**Text passage:**
Wednesday, May 05, 2010

Happy Holiday

Happy Cinco de Mayo. Unfortunately I live in the wrong country to get the day off work, and my work frowns on drinking alcohol while on the clock, so I am stuck with diet soda and water at my desk.

I've decided to lobby for a new holiday. It can be celebrated anytime in early spring. You get the day off work, but to celebrate you have to clean out your fridge and throw out all the stuff that has turned funny colors, grew fur or liquefied. It will be call Stink of the Mayonnaise.

I thought it was funny, but then I am insane.

Incidentally, I finally found and started reading some books I learned up about 7 years ago. If you like fantasy, used to like fantasy but got tired of the same old crap, like comedy, like comedic fantasy, like history, or like mysteries or preferably like comedic, non-western fantasy with a touch of history and mystery you need to check out Barry Hughart. Mr. Hughart wrote 3 books in a series, he originally planned to write 7, but given that he has pretty high standards and the style of book he wrote took a fine balance and he felt it wasn't financially worth the work because the people in charge of his account at his publishers must have moved to the Fox television network in charge of promising new tv series. They did things like fail to tell him his first book won a prestigious award for fantasy fiction, released the hard and soft cover editions of one book at the same time, and publishing a book 3 months ahead of schedule so by the time the reviews (set to appear to coincide with the publishing date) appeared the books were already off the store shelves. Needless to say, from a business standpoint, who could blame him.

I have finished Mr. Hughart's first 2 books and started the third. The first two are very strong, the pacing is fast, the writing tight, the characters, even minors ones well-drawn. The humor is sometimes very subtle and other times more prominent, but never out-of-place.

The books are not the typical fantasy set in a European middle-ages. Rather it is set in a version of ancient China. Chinese history and mythology is blended with fantasy elements in a most satisfying way. You don't have to be at all familiar with Chinese history to follow the story lines. Everything you need to know is included. These aren't 800 page epics either. The books are exactly as long as they need to be. The stories have no padding, footnotes or extra content. It's odd in the day of the 10 book trilogy to run across a series that doesn't require the use of a war room complete with massive computing power and wall board to track events characters and locations.

Book one is The Bridge of Birds. A village known for its silk is suddenly struck by both the untimely death of its silk worms and the children of the village fall into an odd coma. Yu Lu, not the famous author of the "Classic of Tea" but rather a lowly but heroic and incredibly strong young peasant known as Number Ten Ox, is dispatched to the city to bring back a sage to diagnose the illness of the children. He cannot afford most of the scholars and sages, identified by a sign of an open eye over their doors. He does however find a door marked with a half-closed eye, and a drunken man with incredible credentials who identifies himself as Li Kao, who has a "slight flaw to his character."

Book two is The Story of the Stone. Our two hero's become involved in the mysterious death of a monk, apparently the victim of a mad prince who has been dead for a few centuries.

Book three is Eight Skilled Gentlemen. Thus far an execution was disrupted by a vampire ghoul, which leads to the murder of a high ranking official which apparently is being hushed by the highest officials.

Some very minor non-spoiler items I have found funny.

Upon discovering they need to find a mysterious item known as the great root of power, Li Kao predicts it will be worth 10 times its weight in diamonds and look like a dog turd.

Li Kao comments that he doesn't understand why people sometimes think he is a crude assassin, he is never crude.

The author seems to enjoy poking fun at politicians, greedy people, over pious people, bureaucrats, know-it-alls, ect. but his novels move at a pace that makes putting them down nearly impossible.

**Using the information:**
1 > Answer these questions using the blog post:
(a) How many books did Barry Hughart originally plan to write in his series?
(b) What sign marks the doors of the scholars and sages that Number Ten Ox cannot afford?
(c) What is the title of book two?
2 > According to the blog post, why is the writer limited to diet soda and water on Cinco de Mayo?
Answer from the blog post alone.

[Referring expression pointing data]
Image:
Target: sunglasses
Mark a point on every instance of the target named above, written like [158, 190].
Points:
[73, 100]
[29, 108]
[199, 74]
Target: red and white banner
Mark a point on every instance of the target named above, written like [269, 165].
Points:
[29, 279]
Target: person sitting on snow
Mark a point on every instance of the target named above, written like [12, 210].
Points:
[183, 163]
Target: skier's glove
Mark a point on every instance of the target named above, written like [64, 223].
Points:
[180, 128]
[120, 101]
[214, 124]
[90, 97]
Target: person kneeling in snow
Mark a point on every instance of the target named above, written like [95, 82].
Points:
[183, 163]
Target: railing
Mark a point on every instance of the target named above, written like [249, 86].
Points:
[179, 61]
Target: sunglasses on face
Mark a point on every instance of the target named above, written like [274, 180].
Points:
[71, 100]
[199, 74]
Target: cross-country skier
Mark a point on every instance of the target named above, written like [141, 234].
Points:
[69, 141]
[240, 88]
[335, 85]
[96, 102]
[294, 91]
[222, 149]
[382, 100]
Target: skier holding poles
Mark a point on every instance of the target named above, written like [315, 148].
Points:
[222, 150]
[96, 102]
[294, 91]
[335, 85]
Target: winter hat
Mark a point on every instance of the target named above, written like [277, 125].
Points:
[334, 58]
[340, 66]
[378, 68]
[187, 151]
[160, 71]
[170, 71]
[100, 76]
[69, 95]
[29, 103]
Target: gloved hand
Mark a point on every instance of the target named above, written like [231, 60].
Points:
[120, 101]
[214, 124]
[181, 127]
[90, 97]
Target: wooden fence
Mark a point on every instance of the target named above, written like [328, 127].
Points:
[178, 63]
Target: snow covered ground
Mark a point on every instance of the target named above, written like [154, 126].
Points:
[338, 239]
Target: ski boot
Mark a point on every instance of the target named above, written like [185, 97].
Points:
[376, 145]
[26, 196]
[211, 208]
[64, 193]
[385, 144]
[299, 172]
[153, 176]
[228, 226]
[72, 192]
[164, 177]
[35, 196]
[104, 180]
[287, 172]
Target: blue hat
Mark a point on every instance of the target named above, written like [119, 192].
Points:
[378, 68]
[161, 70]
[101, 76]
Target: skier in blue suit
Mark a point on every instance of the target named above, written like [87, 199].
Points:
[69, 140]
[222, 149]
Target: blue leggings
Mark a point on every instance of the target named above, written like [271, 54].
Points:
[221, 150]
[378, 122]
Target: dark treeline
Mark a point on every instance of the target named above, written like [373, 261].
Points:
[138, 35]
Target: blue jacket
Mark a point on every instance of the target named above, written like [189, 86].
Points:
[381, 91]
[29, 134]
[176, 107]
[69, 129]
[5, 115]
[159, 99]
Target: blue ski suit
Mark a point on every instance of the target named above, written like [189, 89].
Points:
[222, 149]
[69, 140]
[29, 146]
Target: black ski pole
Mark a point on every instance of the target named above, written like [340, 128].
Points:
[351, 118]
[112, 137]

**Task responses:**
1 >
(a) Seven.
(b) A sign of an open eye over their doors.
(c) The Story of the Stone.

2 > The writer lives in the wrong country to get the day off work. The writer's employer also frowns on drinking alcohol while on the clock, so only diet soda and water are available at the desk.